(Dataset entries)
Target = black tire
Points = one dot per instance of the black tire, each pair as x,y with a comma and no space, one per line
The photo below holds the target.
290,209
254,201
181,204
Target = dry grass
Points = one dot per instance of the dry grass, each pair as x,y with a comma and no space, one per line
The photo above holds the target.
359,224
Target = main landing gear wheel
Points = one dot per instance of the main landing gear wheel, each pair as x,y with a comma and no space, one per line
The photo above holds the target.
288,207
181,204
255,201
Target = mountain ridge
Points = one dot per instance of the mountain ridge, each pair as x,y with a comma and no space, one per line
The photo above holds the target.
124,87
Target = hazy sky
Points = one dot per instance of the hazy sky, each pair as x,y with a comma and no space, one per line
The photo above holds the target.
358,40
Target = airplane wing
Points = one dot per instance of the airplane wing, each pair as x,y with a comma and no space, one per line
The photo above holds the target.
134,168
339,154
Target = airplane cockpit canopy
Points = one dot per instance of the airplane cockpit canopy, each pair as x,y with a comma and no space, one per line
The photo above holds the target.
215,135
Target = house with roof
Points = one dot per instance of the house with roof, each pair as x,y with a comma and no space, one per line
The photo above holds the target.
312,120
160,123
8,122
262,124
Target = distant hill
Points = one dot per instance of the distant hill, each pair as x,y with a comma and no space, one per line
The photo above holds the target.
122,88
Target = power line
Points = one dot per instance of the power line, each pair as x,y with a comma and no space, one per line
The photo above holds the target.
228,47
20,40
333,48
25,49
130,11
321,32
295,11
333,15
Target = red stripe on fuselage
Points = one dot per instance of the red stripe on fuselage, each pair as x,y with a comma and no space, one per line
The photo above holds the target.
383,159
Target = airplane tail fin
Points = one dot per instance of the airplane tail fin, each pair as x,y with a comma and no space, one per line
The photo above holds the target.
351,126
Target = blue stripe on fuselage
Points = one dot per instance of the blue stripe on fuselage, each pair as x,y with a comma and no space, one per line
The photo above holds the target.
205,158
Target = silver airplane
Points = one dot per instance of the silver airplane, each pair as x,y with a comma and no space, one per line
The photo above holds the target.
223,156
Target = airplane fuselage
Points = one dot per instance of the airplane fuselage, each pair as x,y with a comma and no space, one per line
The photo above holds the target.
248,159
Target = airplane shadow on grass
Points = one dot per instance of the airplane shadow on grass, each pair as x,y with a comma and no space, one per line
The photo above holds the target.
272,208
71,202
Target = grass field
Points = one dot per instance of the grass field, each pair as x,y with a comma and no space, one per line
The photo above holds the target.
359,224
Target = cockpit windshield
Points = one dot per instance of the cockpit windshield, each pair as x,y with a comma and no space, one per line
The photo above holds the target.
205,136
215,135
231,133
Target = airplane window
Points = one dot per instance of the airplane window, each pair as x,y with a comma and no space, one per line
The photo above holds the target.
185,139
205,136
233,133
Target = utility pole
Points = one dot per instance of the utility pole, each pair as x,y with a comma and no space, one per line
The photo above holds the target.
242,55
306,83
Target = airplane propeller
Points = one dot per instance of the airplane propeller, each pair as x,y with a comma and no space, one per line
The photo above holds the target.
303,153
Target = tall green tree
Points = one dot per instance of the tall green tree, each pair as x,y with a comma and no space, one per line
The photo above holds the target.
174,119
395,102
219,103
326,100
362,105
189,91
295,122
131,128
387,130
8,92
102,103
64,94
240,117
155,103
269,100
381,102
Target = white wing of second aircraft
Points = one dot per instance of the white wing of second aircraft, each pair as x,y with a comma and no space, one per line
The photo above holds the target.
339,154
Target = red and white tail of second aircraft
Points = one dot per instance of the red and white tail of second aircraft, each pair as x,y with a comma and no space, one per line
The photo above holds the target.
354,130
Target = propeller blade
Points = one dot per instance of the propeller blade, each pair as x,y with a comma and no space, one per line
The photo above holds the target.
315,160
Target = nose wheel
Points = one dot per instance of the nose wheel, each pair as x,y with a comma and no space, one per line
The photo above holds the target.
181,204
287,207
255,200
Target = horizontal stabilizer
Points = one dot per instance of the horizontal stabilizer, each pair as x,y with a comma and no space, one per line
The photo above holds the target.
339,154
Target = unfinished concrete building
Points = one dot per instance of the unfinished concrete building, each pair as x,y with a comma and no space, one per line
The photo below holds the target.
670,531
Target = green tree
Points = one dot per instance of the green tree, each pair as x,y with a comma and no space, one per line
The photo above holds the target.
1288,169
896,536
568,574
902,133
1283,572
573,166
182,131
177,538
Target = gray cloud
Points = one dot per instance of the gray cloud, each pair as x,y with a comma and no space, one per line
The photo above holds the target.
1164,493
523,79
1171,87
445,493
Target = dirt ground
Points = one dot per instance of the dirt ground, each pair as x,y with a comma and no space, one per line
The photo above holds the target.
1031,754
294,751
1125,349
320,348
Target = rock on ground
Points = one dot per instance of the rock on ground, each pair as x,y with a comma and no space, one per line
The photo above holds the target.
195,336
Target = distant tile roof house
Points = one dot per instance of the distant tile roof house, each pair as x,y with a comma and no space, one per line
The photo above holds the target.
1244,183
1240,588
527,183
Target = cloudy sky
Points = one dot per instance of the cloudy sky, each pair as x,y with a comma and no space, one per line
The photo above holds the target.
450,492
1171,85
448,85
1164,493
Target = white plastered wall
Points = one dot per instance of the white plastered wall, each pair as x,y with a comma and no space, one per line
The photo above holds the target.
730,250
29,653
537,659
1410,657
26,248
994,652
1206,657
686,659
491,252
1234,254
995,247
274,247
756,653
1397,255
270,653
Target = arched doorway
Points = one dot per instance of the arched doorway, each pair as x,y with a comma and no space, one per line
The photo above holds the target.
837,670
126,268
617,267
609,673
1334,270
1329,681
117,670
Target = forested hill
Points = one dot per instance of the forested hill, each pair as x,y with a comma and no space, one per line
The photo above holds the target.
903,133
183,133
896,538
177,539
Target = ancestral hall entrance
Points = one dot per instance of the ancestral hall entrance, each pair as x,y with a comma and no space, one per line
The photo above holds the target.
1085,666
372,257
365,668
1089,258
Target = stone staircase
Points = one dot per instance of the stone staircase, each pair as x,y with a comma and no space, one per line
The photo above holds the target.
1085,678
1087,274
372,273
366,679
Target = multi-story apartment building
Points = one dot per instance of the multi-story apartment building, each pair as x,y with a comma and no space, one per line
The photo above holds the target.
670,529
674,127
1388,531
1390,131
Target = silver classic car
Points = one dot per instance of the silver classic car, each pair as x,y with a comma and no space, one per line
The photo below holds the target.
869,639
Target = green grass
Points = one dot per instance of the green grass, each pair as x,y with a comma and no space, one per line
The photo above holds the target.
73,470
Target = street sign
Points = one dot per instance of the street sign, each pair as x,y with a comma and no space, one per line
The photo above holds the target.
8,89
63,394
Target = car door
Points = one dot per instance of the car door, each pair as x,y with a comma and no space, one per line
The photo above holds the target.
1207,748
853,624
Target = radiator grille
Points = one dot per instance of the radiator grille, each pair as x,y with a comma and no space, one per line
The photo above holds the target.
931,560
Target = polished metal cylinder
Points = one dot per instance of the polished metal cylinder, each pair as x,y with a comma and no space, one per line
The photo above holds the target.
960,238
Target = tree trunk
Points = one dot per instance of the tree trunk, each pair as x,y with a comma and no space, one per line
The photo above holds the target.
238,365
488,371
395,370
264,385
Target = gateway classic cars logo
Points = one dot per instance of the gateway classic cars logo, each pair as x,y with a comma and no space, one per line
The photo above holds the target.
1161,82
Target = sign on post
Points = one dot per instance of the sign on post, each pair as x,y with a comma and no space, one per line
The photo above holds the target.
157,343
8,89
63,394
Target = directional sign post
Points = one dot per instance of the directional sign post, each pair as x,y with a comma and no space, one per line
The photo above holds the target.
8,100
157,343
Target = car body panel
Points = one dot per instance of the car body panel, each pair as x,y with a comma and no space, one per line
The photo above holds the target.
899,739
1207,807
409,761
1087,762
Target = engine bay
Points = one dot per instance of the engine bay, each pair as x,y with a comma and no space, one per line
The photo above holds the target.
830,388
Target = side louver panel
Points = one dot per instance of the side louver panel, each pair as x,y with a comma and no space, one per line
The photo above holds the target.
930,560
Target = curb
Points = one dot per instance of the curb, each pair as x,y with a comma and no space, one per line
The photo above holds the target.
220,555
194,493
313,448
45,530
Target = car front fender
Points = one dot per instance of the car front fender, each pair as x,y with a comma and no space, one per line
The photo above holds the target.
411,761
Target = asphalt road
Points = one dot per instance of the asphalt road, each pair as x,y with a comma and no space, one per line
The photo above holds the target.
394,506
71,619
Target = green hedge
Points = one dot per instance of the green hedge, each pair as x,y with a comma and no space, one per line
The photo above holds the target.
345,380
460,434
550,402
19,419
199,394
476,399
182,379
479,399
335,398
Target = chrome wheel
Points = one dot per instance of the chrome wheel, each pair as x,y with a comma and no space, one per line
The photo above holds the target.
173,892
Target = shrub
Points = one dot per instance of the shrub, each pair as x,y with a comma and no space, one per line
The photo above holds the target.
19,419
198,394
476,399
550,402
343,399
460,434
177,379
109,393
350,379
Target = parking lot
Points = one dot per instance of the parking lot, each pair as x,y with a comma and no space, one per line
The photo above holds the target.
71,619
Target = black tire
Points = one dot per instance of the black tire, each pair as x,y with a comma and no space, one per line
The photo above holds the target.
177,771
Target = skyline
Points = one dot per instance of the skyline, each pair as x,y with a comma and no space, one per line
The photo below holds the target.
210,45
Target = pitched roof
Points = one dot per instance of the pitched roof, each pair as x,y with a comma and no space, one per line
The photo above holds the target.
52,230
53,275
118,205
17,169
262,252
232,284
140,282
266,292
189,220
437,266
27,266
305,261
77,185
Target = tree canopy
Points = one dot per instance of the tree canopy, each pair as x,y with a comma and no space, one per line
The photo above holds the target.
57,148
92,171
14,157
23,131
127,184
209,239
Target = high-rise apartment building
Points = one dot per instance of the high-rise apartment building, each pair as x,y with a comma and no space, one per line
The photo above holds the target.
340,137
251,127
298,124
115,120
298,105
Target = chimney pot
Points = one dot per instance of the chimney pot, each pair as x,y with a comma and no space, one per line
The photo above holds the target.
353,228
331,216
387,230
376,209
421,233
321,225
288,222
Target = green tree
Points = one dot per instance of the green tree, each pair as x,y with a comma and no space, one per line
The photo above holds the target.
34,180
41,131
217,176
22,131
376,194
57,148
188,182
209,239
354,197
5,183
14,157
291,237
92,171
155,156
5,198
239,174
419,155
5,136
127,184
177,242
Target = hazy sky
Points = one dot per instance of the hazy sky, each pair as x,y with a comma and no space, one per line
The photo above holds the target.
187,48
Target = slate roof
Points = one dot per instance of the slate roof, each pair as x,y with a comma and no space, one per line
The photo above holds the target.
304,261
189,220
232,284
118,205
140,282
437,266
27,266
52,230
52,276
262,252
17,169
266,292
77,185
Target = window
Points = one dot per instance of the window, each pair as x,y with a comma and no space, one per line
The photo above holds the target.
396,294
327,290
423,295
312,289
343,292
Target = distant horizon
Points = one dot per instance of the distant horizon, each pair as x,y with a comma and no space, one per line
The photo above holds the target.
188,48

[Work order] I'd like the lines above from the one with "Target = airplane shadow on grass" up to and including the one with "Target = utility pole" copied exactly, with no other lines.

[Task answer]
Target = airplane shadow on grass
Points = one dot per instance of the airplane shadow on grass, each pair as x,y with a comma and no space, one per line
The photo above holds the target.
272,208
71,202
Target = grass field
Points = one dot per instance of the grass field, each pair as x,y with a comma and no space, one per line
The photo above holds the target.
359,224
Target = cockpit windshield
Points = one dot per instance of the cockpit windshield, each pair as x,y with a comma and no space, one per line
The photo above holds the target.
205,136
215,135
231,133
Target = airplane window
Points = one dot per instance of the airplane window, each pair as x,y with a comma and no space, one per line
The photo above holds the target.
185,139
205,136
233,133
Target = utility pole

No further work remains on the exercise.